- [Brief]:
Give back every one of the records below unchanged, line for line.

[Dataset rows showing where objects appear]
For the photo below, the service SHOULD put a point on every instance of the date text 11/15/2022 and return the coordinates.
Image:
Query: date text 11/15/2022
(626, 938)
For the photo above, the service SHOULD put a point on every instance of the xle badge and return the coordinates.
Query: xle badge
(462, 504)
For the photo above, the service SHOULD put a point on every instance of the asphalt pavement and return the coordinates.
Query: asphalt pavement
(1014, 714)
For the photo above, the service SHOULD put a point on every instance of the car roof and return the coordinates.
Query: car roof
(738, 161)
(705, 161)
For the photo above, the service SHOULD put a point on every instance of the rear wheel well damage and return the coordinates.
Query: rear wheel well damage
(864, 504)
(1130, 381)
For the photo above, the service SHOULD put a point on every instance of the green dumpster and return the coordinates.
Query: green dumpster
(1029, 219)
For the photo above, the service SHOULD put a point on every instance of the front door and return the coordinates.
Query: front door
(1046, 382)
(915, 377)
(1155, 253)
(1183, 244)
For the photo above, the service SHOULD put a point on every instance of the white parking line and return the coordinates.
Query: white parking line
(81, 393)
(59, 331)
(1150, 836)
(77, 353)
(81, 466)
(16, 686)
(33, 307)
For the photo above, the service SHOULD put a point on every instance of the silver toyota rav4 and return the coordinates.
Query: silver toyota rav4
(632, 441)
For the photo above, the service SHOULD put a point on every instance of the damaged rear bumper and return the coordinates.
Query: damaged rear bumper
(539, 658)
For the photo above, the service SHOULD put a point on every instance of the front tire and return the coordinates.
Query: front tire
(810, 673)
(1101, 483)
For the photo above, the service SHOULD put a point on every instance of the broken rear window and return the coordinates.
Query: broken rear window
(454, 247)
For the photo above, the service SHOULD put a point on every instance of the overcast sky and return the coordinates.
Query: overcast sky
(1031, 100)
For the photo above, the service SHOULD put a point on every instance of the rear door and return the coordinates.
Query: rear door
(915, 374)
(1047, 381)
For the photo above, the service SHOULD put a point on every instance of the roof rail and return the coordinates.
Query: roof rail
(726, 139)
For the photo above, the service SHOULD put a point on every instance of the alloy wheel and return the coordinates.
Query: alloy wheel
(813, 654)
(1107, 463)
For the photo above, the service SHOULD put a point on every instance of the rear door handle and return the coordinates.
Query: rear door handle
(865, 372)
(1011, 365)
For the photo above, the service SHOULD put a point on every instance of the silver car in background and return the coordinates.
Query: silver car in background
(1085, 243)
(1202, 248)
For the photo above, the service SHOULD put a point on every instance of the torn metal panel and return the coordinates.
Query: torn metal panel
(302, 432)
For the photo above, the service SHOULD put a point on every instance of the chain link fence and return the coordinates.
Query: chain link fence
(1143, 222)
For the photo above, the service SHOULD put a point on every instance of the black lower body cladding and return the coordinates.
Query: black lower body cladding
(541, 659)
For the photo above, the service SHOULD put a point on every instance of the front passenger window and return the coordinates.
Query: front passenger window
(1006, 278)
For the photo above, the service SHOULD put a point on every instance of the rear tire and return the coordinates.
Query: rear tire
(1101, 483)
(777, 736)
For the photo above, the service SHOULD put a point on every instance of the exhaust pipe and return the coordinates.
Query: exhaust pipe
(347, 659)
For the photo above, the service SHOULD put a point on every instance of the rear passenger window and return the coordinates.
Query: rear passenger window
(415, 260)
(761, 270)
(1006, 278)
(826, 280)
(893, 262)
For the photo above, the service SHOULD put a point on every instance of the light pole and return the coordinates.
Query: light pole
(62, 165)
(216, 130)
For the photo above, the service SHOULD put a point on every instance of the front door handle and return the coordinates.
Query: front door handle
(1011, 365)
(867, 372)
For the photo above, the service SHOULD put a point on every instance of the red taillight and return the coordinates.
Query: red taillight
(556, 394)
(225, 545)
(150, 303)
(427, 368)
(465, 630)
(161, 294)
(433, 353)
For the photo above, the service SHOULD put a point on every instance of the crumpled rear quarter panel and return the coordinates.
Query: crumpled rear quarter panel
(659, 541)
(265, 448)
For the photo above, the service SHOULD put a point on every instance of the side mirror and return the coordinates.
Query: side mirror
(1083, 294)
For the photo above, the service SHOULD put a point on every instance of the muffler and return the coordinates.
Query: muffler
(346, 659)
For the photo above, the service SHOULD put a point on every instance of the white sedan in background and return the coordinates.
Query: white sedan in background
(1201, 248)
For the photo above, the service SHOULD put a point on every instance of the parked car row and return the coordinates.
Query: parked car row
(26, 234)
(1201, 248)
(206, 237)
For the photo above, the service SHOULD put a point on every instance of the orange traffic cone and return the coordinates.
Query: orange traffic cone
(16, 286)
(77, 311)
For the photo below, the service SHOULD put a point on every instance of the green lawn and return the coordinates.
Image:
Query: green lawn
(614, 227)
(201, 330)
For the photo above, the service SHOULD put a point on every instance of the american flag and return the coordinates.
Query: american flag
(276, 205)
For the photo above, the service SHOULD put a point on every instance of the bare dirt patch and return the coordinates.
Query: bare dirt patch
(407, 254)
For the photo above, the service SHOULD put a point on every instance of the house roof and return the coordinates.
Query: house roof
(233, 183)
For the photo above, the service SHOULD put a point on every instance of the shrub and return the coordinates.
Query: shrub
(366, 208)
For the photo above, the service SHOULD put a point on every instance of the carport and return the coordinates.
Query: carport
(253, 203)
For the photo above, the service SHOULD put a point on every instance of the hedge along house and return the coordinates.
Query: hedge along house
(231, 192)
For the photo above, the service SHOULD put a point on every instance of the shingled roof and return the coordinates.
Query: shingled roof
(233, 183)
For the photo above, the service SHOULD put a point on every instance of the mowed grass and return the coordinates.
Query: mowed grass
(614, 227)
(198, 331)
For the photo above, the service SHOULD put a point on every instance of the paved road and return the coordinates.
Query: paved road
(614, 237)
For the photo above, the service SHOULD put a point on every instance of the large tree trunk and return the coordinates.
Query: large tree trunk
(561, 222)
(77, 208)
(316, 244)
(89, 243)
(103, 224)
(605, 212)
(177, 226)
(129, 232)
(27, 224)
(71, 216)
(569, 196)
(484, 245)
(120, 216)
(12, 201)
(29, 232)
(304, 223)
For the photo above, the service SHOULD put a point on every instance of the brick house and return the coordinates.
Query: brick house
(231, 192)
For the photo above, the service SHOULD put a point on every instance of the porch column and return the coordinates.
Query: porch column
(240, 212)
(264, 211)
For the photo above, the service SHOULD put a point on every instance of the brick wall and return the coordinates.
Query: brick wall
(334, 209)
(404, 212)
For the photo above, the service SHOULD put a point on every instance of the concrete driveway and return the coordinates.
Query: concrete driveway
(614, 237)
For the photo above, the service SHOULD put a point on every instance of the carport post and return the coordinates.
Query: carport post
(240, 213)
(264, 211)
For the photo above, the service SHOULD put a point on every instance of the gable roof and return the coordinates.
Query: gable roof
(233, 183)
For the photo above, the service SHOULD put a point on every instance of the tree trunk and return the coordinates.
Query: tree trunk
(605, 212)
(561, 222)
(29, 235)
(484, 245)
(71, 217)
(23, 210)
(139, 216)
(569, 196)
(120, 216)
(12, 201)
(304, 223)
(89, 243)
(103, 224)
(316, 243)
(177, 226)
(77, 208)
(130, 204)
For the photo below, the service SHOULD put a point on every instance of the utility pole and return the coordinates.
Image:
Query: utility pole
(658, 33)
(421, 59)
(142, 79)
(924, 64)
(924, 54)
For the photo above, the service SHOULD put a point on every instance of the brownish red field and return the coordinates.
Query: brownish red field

- [Problem solution]:
For the photo below, the service SHOULD put a point on every instance of the date text 11/15/2022 and return the coordinates.
Image:
Query: date text 11/15/2022
(626, 938)
For the photo above, the service SHOULD put a point on every instance of the xle badge and return the coordinates.
Query: xle badge
(462, 504)
For the photo above, the service SHOULD put a point on every instance of the asphalt pavement and return the coordinates.
Query: asphalt pavement
(1014, 714)
For the photo above, the service SHOULD put a point on every instance of the car roof and return the coordinates.
Query: car roof
(738, 161)
(705, 161)
For the photo above, the service SHOULD put a point on every instance of the rear wheel well damage and return the coordinates.
Query: rear wheel well damage
(864, 504)
(1130, 381)
For the photo above, the service SHOULD put a point on every instance of the green dumpster and return the coordinates.
Query: green dumpster
(1029, 219)
For the photo above, the service SHOULD put a point on every instance of the front door and return the coordinates.
Query: front door
(1046, 382)
(915, 377)
(1155, 253)
(1183, 244)
For the photo above, the service SHOULD put a point on every instance of the white parking line and return the coordinates.
Query: white parking line
(81, 393)
(59, 331)
(1150, 836)
(77, 353)
(81, 466)
(16, 686)
(33, 307)
For the photo above, the service SHOULD put a point on every instance of the silver toyota rav4 and return the coordinates.
Query: silver toyota rav4
(632, 441)
For the photo above, the service SHOULD put a point on every instance of the damaged rear bumper and return the coordinates.
Query: damaged rear bumper
(539, 658)
For the photo above, the service SHOULD put a point on every instance of the front tire and return the coordinates.
Query: front tire
(810, 673)
(1101, 483)
For the photo above, the service SHOULD put a point on every instance of the broken rear window and return the coordinates.
Query: broken rear window
(454, 247)
For the photo above, the service SHOULD put a point on every instance of the overcast sky and return the coordinates.
Query: overcast sky
(1031, 100)
For the photo above, the service SHOULD put a point on every instance of the rear door and return the coordinates.
Query: rear door
(915, 374)
(1047, 381)
For the photo above, the service SHOULD put a point on every instance of the roof rail and return the coordinates.
Query: roof rail
(726, 139)
For the photo above, the service SHOULD put a point on every instance of the alloy wheel and return the coordinates.
Query: alloy wheel
(813, 654)
(1107, 463)
For the photo above, the service SHOULD put a point on every instance of the rear door handle and return the coordinates.
Query: rear door handle
(865, 372)
(1011, 365)
For the photo above, the service SHOULD put a point on every instance of the silver car in background and return the coordinates.
Query: silver car in background
(1085, 243)
(1202, 248)
For the photo above, the service SHOULD put a point on every instance of the torn metal panel and return the coordinates.
Query: torn metal panel
(302, 432)
For the photo above, the service SHOULD put a point on every instance of the chain link fence and return the coordinates.
Query: chain link fence
(1143, 222)
For the photo above, the service SHOULD put a point on every instance of the black lower body cladding and return the coordinates.
Query: black lower body cladding
(541, 659)
For the photo above, the service SHOULD put a point on every instance of the front passenger window and return the coordinates.
Query: front passenger window
(1006, 278)
For the photo above, the service SHOULD put a point on every instance of the rear tire and return the coordinates.
Query: rear tire
(1101, 483)
(777, 736)
For the photo above, the service SHOULD put a point on every instance of the exhaust pipe and return the coordinates.
Query: exhaust pipe
(347, 659)
For the photo above, the service SHOULD put a point on every instance of the rear passenger window and return the coordinates.
Query: rear passenger window
(415, 260)
(761, 270)
(1006, 278)
(826, 280)
(893, 262)
For the photo above, the service SHOULD put a point on every instance of the light pole and return the coordinates.
Query: light pole
(62, 165)
(216, 130)
For the photo above, the service SHOULD put a point on every instance of the front door handle and return the coordinates.
Query: front door handle
(1011, 365)
(867, 372)
For the photo above, the service SHOULD put a point on every instance of the red taillight and return the coordinates.
Query: red taillight
(556, 394)
(225, 545)
(150, 303)
(427, 368)
(465, 630)
(161, 294)
(433, 353)
For the photo above, the service SHOULD put a point on every instance of the crumpled rear quarter panel and return the coordinates.
Query: crumpled rear quarter panel
(659, 541)
(265, 448)
For the photo above, the service SHOULD put a point on every instance of the side mirror and return the coordinates.
Query: side mirror
(1083, 294)
For the photo above, the service SHOULD put a point on every instance of the muffler and return the coordinates.
Query: muffler
(346, 659)
For the photo above, the service SHOULD put a point on every instance of the white sedan in background and return the coordinates.
Query: white sedan in background
(1201, 248)
For the photo above, the service SHOULD put a point on every instance of the parked car row and return the coordinates.
Query: parked car row
(26, 234)
(1201, 248)
(206, 237)
For the photo above, the service SHOULD put a point on every instance of the orange traffic cone and return the coordinates.
Query: orange traffic cone
(16, 286)
(77, 311)
For the photo below, the service SHOULD put a point on every instance of the green lawn and return the coordinates.
Image:
Query: green lawn
(614, 227)
(201, 330)
For the photo above, the service SHOULD put a point on every instance of the american flag and return the coordinates.
Query: american flag
(276, 205)
For the photo above, the service SHOULD put a point on every instance of the bare dirt patch and return the coordinates.
Query: bare dirt patch
(407, 254)
For the photo above, the service SHOULD put a point on every instance of the house roof and return the coordinates.
Query: house roof
(233, 183)
For the photo above, the service SHOULD put a point on every instance of the shrub and return the coordinates.
Query: shrub
(366, 208)
For the photo above, the service SHOULD put a point on every instance of the carport and return the coordinates.
Query: carport
(253, 203)
For the photo above, the service SHOULD put a point on every instance of the hedge along house and return the coordinates.
Query: hedge along house
(231, 192)
For the photo above, the service SHOULD put a point on every instance of the shingled roof and return the coordinates.
Query: shingled roof
(233, 183)
For the photo above, the service SHOULD put a point on every instance of the mowed grass and return the coordinates.
Query: mowed grass
(614, 227)
(198, 331)
For the photo above, the service SHOULD put a point on every instance of the paved road and return the coordinates.
Query: paved road
(614, 237)
For the photo above, the service SHOULD put a point on every instance of the large tree trunk and return the coordinates.
Query: large tree trunk
(561, 222)
(77, 208)
(316, 244)
(89, 243)
(103, 224)
(605, 212)
(177, 226)
(129, 232)
(27, 224)
(71, 216)
(569, 196)
(484, 245)
(120, 216)
(12, 201)
(29, 232)
(304, 223)
For the photo above, the service SHOULD put a point on every instance of the brick house and return the coordinates.
Query: brick house
(231, 192)
For the photo above, the service SHOULD put a point on every instance of the porch column and return the coordinates.
Query: porch column
(240, 212)
(264, 211)
For the photo above, the service SHOULD put a point on every instance of the brick wall and return the coordinates.
Query: brick wall
(334, 209)
(404, 212)
For the photo above, the service SHOULD put a point on every instance of the concrete driveway and return the coordinates.
Query: concrete driveway
(614, 237)
For the photo above, the service SHOULD put a point on every instance of the carport post and return the coordinates.
Query: carport post
(240, 213)
(264, 211)
For the photo above, the service SHOULD put a point on every instance of the gable roof and return the coordinates.
Query: gable roof
(233, 183)
For the photo above, the service SHOULD put a point on every instance of the tree trunk and return the coordinates.
Query: tree trunk
(605, 212)
(561, 222)
(29, 235)
(484, 245)
(71, 217)
(23, 210)
(139, 216)
(569, 196)
(120, 216)
(12, 201)
(304, 223)
(89, 243)
(103, 224)
(316, 243)
(177, 226)
(77, 208)
(130, 204)
For the photo below, the service SHOULD put a point on every instance of the utility pole and return the coordinates.
Image:
Query: utility pole
(658, 33)
(421, 59)
(142, 79)
(924, 64)
(924, 54)
For the photo above, the service SHOULD put a point on every instance of the brownish red field and return the coordinates.
Query: brownish red field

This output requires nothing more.